▼

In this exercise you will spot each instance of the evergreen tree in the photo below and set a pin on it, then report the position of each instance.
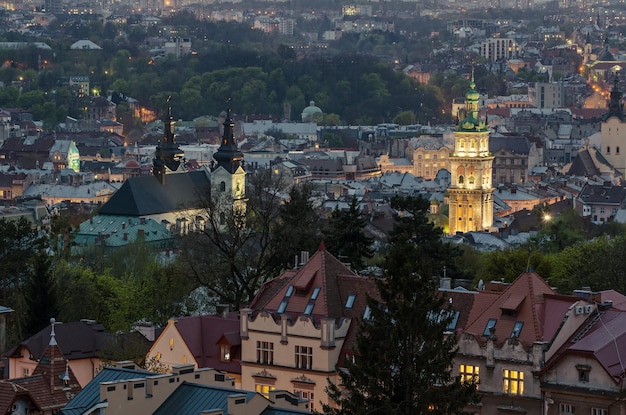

▲
▼

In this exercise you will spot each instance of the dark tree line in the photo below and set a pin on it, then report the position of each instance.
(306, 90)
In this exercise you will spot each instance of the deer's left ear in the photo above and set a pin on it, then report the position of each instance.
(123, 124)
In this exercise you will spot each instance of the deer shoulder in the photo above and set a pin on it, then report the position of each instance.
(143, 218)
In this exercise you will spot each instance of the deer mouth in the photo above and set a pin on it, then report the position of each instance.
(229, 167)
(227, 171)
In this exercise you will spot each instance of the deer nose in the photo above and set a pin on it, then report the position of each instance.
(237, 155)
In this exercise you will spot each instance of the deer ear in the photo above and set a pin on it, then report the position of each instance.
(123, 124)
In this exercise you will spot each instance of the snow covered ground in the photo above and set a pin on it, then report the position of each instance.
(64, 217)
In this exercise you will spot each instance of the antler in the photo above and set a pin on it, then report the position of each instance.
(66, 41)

▲

Your instructions =>
Count the lines in the records that contain the string "tree", treating uppercase and lowercase as different. Reply with the number only.

Task response =>
2